• Set tasks
- 1) In the passage on organizing a Python package, what three import statements does the author's __init__.py file contain?
- 2) Translate this sentence from the passage on organizing a Python package into Spanish: "Namespaces help keep python objects separate, which is a very good thing."
- 3) Write the next few paragraphs of the passage on organizing a Python package, picking up after its final sentence.

• Selected passage
***

To drive this home, I’ll present an excellent quote from Griffin Chure when we were discussing this:

Code you write should be separated by what it does.

In that vein, my module viz.py thus contains functions for making informative plots from data that I collect on a daily basis, usually (but not limited to) data from the Tecan or LCMS. Vizualization is not mixed with the processing or analysis.

Finally, I have the usual setup.py, README.md, and __init__.py files as well as a tests/ directory (more on these soon). You’ll also see a templates/ directory, which is where I keep basic templates that can help streamline some functions. This is another nice thing about a package: you can keep anything in the root directory (or almost anywhere, really) that might be essential or helpful for the user, such as templates, documents, example data, etc.

The __init__.py file and namespaces

As described in Lesson 2, the __init__.py file provides instructions about how the modules are imported.

Mine looks something like this:

from .tecan import *
from .LCMS import *
from .viz import *

__author__ = 'Patrick Almhjell'
__email__ = 'palmhjell@caltech.edu'
__version__ = '0.0.1'

The other modules are handled within those three import statements, so that’s really all I need. This is a pretty common import style.

What this means is that when I run import arnoldLab_utils as ut in my python session, any given function within tecan.py, LCMS.py, viz.py is accessible to me with ut.function().

In other words, these functions are available within the namespace of ut. Namespaces help keep python objects separate, which is a very good thing.

***

Entries from a point annotation set

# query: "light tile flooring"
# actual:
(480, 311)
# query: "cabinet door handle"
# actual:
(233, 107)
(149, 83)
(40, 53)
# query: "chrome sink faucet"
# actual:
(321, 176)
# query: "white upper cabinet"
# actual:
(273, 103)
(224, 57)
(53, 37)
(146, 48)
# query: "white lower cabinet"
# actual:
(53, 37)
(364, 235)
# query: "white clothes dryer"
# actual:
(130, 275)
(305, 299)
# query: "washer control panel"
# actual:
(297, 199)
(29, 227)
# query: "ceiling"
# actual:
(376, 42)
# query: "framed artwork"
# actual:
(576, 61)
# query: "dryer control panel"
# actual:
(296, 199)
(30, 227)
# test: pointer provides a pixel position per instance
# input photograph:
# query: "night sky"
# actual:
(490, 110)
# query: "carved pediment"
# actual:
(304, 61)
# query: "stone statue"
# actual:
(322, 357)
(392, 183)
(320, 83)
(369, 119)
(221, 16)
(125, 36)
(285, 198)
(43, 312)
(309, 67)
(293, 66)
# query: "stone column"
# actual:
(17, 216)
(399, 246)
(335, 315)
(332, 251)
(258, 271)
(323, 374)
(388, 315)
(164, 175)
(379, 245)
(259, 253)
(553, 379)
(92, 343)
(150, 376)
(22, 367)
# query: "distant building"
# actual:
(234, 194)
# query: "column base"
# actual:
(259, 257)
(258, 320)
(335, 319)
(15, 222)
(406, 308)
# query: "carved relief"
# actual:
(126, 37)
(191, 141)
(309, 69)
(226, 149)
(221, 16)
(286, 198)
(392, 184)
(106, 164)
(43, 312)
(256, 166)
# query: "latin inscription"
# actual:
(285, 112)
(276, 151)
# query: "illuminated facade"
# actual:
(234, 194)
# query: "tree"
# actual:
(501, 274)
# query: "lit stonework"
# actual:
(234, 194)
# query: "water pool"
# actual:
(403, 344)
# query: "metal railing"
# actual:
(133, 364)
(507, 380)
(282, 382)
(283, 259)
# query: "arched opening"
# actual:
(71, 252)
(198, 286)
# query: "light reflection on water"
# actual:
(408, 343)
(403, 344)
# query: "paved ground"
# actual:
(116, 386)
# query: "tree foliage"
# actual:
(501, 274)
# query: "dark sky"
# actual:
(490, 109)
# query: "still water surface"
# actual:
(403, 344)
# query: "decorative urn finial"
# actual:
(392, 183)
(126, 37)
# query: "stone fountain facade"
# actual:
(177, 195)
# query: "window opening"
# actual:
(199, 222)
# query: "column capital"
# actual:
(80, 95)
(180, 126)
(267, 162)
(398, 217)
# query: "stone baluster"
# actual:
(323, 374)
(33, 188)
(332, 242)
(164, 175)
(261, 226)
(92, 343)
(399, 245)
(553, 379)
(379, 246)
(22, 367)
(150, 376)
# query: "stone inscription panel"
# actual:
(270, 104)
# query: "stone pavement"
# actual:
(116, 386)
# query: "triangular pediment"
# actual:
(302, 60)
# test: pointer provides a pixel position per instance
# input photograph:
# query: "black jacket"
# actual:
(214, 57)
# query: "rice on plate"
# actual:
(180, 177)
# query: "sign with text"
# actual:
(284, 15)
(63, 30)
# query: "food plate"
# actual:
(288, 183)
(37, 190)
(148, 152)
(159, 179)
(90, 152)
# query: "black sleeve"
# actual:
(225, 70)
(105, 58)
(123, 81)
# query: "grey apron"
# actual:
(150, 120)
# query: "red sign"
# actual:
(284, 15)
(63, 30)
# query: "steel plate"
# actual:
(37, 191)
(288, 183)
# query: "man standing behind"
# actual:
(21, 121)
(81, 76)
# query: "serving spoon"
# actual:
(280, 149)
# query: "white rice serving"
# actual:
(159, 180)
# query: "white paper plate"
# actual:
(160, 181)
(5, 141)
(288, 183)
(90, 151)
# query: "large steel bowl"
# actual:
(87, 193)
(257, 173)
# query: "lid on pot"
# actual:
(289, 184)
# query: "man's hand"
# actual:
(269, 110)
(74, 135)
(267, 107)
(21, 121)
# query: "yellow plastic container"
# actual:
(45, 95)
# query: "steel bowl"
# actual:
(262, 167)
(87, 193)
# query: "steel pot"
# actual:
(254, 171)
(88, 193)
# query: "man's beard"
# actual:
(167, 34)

***

• Responses to the exercise
- 1) from .tecan import *, from .LCMS import *, and from .viz import *

- 2) Los espacios de nombres ayudan a mantener separados los objetos de Python, lo cual es algo muy bueno.

- 3)
A quick aside on namespaces:

Say I decide to make a function called slice(), which could be used to slice a dataset at a given value and only give me the entries above it (my “hits”, as they’re called when we’re doing screening). This seems innocuous enough. However, you may notice that slice() is a built-in function in python:

slice()

So, if we just had a function we imported called slice(), we’d overwrite the built-in function. This is not something you want to do.

Namespaces solve this issue, because we import our function as ut.slice(), rather than into the global namespace. (Though, generally you should try not to conflict with built-ins.)

So I’ll issue a warning here:

Don’t import a module into the global namespace (``from module import *``) unless you are really sure you will not get a name clash. (And even then, be careful.)

An alternative __init__.py import statement might look something like this:

from . import tecan
from . import LCMS
from . import viz

where you then access a function in tecan.py with ut.tecan.function().

You can find more on __init__.py and package architecture here.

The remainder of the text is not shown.